待办任务 =>
1. 请将下方网页摘录中从"Q1:我理解是的,否则你无法知道是否需要继续"到"Q3: 不是很理解各类情况是什么意思?"的部分逐字照抄。
2. 根据下方网页摘录回答以下问题:
(a) 以 spsim 方式运行时,函数的输出是什么?
(b) 在类似 sf 的分布式运行中,可以使用哪个模块里的哪个方法?
(c) 回答者认为 early stop 不太适合哪种验证?

网页摘录 =>
= = =
Q1:我理解是的,否则你无法知道是否需要继续
Q2: spu中是可以将秘文转化为明文的,取决于你运行的方式;
a.如果是spsim的方式,那其实函数的输出直接就是明文;
b.如果是类似sf的分布式运行,那可以使用spu.utils.distributed
里的get
方法
不过可能early stop确实有点不适合end to end验证,您可以先不实现这个功能吧~
Q3: 不是很理解各类情况是什么意思?
Q2:现在的early stop功能在spu中可以通过什么方式实现呢?看其中有这个要求 上述代码的实现方式是需要支持While with secret condition,其他的功能代码中都包含(https://github.com/secretflow/spu/blob/main/sml/linear_model/simple_sgd.py) Q3:使用条件判断时,明文状态下是bool值 只有1 bit,但在spu中看报错的信息,应该会Trace判断条件的生成过程,中间不会泄露更多的信息吗?
Q2:现在的early stop功能在spu中可以通过什么方式实现呢?看其中有这个要求 上述代码的实现方式是需要支持While with secret condition,其他的功能代码中都包含(https://github.com/secretflow/spu/blob/main/sml/linear_model/simple_sgd.py) Q3:使用条件判断时,明文状态下是bool值 只有1 bit,但在spu中看报错的信息,应该会Trace判断条件的生成过程,中间不会泄露更多的信息吗?
= = =
所给数据 =>
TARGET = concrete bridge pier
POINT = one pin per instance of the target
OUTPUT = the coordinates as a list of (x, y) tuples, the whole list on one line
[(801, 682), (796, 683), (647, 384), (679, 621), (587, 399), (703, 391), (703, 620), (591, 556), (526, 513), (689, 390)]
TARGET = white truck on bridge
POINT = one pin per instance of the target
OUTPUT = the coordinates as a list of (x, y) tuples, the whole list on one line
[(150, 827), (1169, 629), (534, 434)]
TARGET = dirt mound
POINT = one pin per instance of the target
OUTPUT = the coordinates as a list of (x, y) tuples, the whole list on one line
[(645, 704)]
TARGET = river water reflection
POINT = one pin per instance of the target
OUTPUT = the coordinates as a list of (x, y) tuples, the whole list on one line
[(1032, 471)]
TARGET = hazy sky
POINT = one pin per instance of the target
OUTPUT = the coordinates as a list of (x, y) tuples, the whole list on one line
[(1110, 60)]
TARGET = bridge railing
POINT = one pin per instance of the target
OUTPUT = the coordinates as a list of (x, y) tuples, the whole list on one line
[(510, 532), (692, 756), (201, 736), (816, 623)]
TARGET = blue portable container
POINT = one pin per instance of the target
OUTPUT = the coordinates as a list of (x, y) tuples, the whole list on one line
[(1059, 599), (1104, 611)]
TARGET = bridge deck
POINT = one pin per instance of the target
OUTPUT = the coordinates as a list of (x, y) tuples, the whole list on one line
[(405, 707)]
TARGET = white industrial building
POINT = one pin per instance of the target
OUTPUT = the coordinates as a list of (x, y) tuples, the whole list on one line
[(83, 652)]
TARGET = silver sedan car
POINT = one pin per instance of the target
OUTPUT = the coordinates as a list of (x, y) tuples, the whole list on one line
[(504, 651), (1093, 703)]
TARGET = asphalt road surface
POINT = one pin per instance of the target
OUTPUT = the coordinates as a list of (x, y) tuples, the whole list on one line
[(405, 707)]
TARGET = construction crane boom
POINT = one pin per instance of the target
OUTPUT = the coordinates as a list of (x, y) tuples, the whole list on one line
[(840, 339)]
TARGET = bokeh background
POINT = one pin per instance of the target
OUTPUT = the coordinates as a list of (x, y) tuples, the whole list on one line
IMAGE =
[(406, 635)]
= = =
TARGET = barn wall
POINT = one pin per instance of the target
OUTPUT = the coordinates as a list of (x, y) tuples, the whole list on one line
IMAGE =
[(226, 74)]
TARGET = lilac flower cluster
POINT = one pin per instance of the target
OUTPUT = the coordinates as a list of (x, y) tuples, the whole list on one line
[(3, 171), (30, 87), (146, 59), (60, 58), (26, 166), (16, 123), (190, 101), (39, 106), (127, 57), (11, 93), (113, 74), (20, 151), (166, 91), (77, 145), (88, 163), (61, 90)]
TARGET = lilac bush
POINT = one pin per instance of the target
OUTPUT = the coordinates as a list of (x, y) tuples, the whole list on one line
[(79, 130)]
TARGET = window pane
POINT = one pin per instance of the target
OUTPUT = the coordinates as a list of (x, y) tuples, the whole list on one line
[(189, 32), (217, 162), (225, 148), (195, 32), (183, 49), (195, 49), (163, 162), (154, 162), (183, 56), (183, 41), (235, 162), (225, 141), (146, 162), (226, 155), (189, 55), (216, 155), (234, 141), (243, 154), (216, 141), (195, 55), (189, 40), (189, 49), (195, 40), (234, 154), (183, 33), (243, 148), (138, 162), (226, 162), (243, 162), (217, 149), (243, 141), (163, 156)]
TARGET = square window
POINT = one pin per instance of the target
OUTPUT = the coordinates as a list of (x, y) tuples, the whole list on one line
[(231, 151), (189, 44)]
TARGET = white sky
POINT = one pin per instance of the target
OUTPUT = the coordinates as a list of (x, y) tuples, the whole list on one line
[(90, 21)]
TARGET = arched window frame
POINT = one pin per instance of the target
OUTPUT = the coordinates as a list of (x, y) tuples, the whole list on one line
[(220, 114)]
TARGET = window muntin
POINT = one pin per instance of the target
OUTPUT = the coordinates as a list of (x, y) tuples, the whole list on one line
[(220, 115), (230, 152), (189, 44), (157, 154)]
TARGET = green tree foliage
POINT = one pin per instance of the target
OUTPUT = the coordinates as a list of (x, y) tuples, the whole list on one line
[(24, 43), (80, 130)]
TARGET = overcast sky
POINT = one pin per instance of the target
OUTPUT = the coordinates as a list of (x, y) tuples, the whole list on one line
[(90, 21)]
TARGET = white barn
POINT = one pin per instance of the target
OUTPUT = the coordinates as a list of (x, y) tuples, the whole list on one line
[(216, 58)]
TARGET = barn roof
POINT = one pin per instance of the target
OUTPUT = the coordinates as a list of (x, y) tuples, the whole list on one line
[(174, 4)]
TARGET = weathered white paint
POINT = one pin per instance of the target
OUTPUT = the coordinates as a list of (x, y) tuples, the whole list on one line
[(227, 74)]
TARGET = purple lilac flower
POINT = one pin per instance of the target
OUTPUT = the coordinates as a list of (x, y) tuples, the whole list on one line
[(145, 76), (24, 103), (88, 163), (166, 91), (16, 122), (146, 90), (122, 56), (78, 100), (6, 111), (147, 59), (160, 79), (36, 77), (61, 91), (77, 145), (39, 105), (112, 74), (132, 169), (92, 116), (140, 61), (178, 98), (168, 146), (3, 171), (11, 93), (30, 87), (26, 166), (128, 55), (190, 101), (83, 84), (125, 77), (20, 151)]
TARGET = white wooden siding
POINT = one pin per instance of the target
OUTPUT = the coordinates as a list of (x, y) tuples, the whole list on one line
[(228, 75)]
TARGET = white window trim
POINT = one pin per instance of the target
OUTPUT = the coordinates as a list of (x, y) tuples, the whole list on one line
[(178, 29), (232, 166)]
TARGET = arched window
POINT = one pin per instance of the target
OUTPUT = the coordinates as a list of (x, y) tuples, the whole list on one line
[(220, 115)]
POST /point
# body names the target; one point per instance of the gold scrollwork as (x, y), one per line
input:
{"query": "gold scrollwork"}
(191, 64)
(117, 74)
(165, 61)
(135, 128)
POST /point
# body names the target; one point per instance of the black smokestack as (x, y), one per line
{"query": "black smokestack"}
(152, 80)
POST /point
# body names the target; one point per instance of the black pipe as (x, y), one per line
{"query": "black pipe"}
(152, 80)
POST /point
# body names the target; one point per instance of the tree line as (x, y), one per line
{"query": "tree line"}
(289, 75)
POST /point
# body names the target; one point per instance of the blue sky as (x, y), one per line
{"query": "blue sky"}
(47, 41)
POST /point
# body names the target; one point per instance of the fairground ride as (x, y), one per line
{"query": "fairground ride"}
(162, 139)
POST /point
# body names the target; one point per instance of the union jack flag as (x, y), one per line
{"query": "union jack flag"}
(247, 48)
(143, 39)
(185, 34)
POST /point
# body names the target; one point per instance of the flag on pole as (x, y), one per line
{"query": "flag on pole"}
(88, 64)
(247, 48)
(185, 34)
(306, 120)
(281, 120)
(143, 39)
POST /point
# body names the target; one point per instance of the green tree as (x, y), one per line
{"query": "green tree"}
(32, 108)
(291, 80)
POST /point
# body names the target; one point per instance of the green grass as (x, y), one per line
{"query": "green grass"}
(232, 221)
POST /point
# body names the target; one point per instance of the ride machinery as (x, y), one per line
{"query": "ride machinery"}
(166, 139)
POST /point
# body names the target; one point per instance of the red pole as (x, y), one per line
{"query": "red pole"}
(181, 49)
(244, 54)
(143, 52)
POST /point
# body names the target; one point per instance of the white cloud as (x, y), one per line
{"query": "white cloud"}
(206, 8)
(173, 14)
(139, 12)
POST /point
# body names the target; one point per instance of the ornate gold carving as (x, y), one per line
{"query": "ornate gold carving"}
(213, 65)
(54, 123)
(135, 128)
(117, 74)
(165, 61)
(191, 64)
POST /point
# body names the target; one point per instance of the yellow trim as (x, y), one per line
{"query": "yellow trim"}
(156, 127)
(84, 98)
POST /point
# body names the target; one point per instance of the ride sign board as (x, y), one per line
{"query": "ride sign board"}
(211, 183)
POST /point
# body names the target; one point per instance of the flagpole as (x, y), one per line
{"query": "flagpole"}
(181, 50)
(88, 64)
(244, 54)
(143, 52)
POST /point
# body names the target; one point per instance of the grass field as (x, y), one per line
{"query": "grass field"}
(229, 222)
= = =
各题答案 =>
1.
Q1:我理解是的,否则你无法知道是否需要继续
Q2: spu中是可以将秘文转化为明文的,取决于你运行的方式;
a.如果是spsim的方式,那其实函数的输出直接就是明文;
b.如果是类似sf的分布式运行,那可以使用spu.utils.distributed
里的get
方法
不过可能early stop确实有点不适合end to end验证,您可以先不实现这个功能吧~
Q3: 不是很理解各类情况是什么意思?

2.
(a) 函数的输出直接就是明文。
(b) 可以使用 spu.utils.distributed 里的 get 方法。
(c) 不太适合 end to end 验证。